* _Problem requirements_
Every record that follows should be printed verbatim.
* begin *
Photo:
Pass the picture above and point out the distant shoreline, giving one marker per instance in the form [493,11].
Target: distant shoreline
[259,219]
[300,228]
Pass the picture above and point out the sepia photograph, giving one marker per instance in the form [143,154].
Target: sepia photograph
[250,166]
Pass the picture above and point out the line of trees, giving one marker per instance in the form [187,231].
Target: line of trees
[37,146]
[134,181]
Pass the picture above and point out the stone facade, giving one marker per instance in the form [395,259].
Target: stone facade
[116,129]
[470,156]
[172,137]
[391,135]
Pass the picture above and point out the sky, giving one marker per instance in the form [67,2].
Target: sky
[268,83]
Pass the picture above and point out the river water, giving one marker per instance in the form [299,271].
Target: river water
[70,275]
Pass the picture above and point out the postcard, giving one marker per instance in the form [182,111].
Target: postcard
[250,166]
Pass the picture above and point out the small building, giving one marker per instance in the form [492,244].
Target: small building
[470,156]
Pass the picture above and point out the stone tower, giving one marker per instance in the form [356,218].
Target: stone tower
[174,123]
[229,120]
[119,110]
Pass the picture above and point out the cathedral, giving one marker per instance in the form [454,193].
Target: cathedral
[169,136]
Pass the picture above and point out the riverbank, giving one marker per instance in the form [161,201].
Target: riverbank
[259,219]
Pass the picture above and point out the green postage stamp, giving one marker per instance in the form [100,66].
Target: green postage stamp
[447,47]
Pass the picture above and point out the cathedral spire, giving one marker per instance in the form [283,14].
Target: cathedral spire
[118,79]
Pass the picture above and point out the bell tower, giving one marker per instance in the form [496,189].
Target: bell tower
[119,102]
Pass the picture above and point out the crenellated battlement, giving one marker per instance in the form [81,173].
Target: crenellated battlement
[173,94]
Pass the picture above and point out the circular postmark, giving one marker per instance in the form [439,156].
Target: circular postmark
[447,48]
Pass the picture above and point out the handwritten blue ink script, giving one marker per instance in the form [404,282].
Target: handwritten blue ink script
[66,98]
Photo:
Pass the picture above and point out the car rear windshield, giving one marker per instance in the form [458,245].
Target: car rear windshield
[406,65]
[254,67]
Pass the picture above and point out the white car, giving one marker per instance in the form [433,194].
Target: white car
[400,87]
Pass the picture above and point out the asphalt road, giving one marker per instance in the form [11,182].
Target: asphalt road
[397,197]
* end *
* _Answer to this exercise_
Photo:
Pass the picture above and point out the distant shoreline, giving one marker per instance in the form [493,11].
Target: distant shoreline
[259,219]
[300,228]
Pass the picture above and point out the sepia photograph, giving one marker per instance in the form [143,154].
Target: sepia photograph
[250,166]
Pass the picture above and point out the line of trees, giving one marker per instance in the form [187,231].
Target: line of trees
[37,146]
[134,181]
Pass the picture above and point out the stone facade, giving one marker per instance in the form [395,259].
Target: stone facade
[116,129]
[470,156]
[172,137]
[391,135]
Pass the picture above and point out the sky, giving one marker per instance in the form [67,2].
Target: sky
[268,83]
Pass the picture above and point out the river water, giving one marker per instance in the form [299,271].
Target: river water
[70,275]
Pass the picture above and point out the postcard, giving one marker per instance in the form [182,111].
Target: postcard
[250,166]
Pass the picture above and point out the small building, giving one marker per instance in the form [492,244].
Target: small building
[470,156]
Pass the picture above and point out the stone tower, giving one marker per instance in the form [356,218].
Target: stone tower
[174,123]
[229,120]
[119,110]
Pass the picture above and point out the cathedral, giving one marker per instance in the form [454,193].
Target: cathedral
[169,136]
Pass the picture above and point out the riverbank, giving one marker per instance in the form [161,201].
Target: riverbank
[259,219]
Pass the picture above and point out the green postage stamp, giving one marker per instance in the form [100,66].
Target: green postage stamp
[447,47]
Pass the picture above and point out the cathedral spire, giving one marker per instance in the form [283,14].
Target: cathedral spire
[118,79]
Pass the picture above and point out the bell tower, giving one marker per instance in the form [496,189].
Target: bell tower
[119,102]
Pass the picture above and point out the crenellated battlement, giving one marker per instance in the form [81,173].
Target: crenellated battlement
[173,94]
Pass the picture above and point out the circular postmark, giving one marker per instance in the form [439,156].
Target: circular postmark
[447,48]
Pass the picture above and point out the handwritten blue ink script, giving one marker per instance in the form [404,282].
Target: handwritten blue ink script
[66,98]
Photo:
Pass the picture above and point out the car rear windshield, giving one marker per instance in the form [458,245].
Target: car rear windshield
[406,65]
[254,67]
Pass the picture above and point out the white car, giving one marker per instance in the form [433,194].
Target: white car
[400,87]
Pass the picture above and point out the asphalt road, giving one marker per instance in the form [11,182].
Target: asphalt road
[397,197]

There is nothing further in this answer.